Passage given:
· · · ·

According to this view Hungary's troubles were invariably of foreign manufacture - and indeed, in a country whose fate had been governed by Turkey and Austria for almost four hundred years, in some ways they were - the most conspicuous 'foreigners' 'on site' being the Jews, whose activities had to be ever more firmly controlled. 


There was a great patriotic cause too in opposition to the Treaty of Trianon with its carving up of Hungary and, most acutely, the loss of Transylvania. The traumatic effect of Trianon cannot be underestimated. After World War II, under Soviet rule, the tensions between Hungary and Slovakia and Hungary and Romania seemed to be reduced, but this was only appearance. The tensions remained, and remain, as strong as ever.


So here are the parallels: 


Externally: Present day Hungary under the political thumb of the EU, trapped in its economic sphere, with an earlier Hungary dominated by foreign powers, including those who imposed Trianon, trapped within a financial system not of its own making (with the bankers traditionally identified as 'Jews')

· · · ·

Entries shown:
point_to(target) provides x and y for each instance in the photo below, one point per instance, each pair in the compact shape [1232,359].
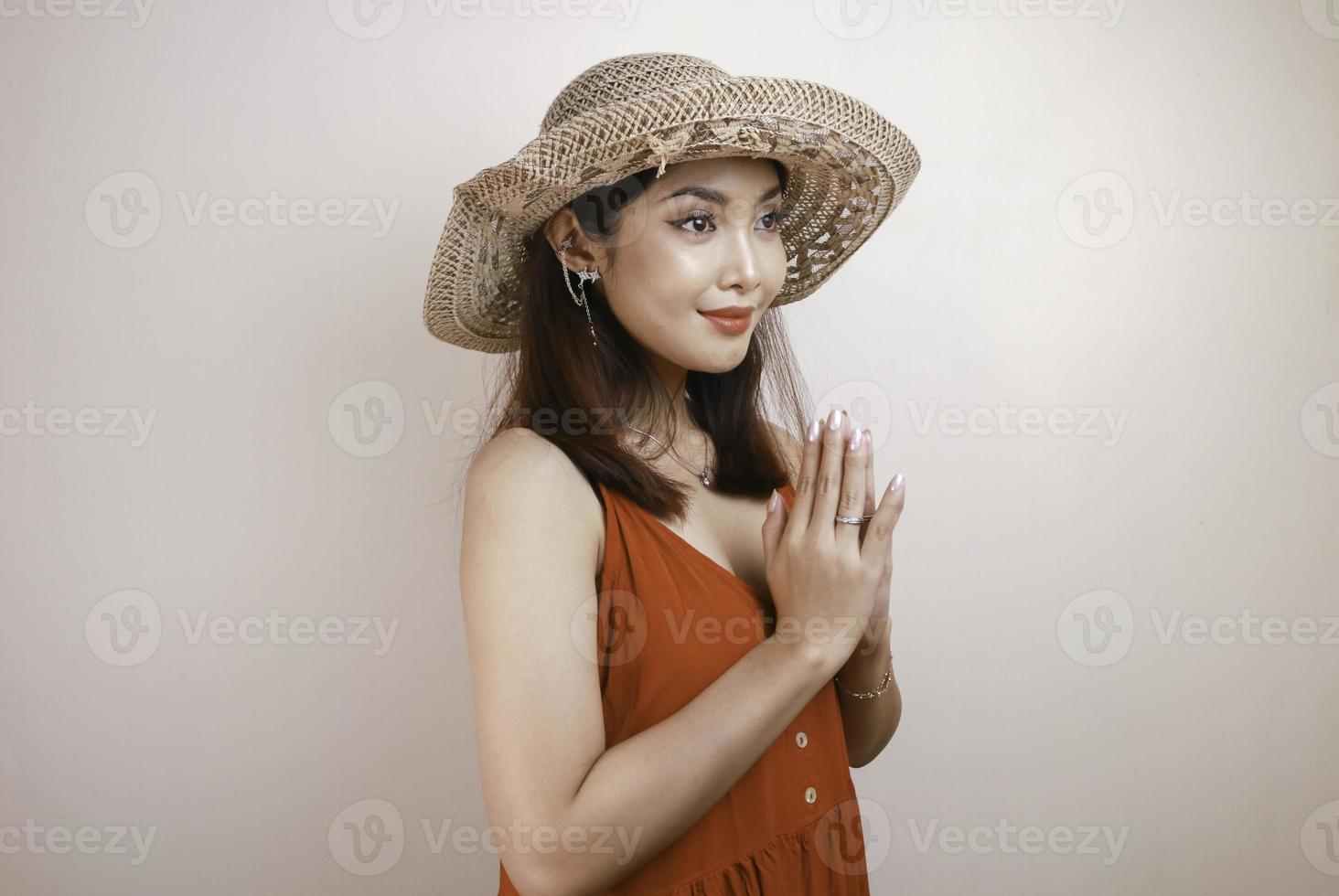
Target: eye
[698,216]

· · · ·

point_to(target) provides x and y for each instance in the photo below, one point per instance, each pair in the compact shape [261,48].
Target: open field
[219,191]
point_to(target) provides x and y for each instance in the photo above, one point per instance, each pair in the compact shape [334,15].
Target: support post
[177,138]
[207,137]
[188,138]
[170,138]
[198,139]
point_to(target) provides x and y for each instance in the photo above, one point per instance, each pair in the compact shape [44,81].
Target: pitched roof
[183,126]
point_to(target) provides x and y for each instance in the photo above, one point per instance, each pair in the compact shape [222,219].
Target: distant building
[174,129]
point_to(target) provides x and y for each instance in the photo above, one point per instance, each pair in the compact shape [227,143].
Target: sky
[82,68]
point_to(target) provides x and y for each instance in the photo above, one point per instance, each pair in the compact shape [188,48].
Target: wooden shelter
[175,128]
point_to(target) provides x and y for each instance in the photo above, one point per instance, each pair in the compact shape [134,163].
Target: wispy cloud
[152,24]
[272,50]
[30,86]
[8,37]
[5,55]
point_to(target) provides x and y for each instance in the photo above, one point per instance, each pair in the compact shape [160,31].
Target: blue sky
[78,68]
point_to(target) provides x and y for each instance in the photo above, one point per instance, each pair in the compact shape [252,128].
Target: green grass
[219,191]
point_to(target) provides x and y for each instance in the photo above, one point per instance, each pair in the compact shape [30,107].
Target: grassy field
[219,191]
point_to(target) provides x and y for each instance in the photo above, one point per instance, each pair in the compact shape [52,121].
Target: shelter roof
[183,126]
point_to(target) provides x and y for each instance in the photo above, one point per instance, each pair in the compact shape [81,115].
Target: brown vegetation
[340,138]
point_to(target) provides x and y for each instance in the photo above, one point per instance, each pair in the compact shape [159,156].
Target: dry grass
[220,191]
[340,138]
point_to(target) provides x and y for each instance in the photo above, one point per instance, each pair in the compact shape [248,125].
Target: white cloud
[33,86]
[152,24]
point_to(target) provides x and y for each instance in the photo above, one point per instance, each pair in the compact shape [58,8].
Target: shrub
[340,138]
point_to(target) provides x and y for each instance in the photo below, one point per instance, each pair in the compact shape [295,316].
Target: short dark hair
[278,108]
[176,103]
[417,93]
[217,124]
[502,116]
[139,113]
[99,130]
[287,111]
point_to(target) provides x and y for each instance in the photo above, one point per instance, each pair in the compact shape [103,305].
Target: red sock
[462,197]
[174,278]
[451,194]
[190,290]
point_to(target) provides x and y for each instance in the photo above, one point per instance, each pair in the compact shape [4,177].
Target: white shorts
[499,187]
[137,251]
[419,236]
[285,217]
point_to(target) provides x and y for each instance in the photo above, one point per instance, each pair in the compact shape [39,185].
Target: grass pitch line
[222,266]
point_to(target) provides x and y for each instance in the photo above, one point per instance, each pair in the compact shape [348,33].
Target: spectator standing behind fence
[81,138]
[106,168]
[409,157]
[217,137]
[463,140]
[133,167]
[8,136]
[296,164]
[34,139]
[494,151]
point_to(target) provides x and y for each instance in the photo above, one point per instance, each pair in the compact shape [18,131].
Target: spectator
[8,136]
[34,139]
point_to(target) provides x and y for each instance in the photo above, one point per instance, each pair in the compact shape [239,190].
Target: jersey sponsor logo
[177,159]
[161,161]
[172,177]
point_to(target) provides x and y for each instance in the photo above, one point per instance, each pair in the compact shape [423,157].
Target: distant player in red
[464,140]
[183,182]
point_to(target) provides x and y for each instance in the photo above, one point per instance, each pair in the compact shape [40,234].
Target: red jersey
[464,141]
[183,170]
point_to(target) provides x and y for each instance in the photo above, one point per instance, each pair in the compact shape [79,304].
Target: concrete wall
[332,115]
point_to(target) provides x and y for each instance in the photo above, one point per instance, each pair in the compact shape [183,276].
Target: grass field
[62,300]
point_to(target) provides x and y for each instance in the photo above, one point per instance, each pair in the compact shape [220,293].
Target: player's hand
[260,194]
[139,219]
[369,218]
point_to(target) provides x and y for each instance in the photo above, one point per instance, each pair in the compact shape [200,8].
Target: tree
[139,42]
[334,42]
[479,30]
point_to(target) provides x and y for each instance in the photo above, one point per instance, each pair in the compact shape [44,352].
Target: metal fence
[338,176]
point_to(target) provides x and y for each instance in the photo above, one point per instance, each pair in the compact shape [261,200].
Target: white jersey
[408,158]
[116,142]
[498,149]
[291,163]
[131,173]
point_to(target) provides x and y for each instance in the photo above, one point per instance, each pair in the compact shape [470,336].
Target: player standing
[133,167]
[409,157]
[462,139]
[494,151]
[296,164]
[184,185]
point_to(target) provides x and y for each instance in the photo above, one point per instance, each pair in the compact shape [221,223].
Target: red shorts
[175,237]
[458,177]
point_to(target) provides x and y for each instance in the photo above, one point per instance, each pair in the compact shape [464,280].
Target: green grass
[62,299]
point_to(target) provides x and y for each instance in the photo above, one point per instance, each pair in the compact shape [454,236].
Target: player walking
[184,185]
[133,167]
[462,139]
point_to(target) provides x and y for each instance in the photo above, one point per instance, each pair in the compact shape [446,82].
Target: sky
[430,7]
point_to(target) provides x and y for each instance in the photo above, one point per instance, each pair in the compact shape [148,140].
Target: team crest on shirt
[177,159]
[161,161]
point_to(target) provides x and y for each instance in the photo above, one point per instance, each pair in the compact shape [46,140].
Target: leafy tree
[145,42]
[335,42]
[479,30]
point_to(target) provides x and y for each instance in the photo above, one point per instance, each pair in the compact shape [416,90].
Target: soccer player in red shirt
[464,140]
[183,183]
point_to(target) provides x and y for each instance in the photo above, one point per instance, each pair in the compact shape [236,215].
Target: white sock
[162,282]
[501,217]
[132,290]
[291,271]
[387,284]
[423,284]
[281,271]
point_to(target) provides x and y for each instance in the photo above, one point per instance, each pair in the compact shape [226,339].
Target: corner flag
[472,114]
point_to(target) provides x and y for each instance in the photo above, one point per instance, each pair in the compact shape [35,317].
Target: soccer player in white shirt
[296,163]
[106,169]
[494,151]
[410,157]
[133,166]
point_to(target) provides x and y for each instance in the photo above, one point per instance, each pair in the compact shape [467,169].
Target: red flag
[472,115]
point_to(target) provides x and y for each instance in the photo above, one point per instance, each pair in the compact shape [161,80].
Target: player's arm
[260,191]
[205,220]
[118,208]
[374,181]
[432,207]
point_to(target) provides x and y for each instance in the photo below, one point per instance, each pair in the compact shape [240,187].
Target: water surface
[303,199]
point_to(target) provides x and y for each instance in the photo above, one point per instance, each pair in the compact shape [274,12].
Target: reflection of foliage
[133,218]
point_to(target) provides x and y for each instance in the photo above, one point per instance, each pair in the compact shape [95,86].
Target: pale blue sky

· · · ·

According to the passage on Hungary, which loss under the Treaty of Trianon was felt most acutely? The data play no part in what follows.

Finished task: The loss of Transylvania.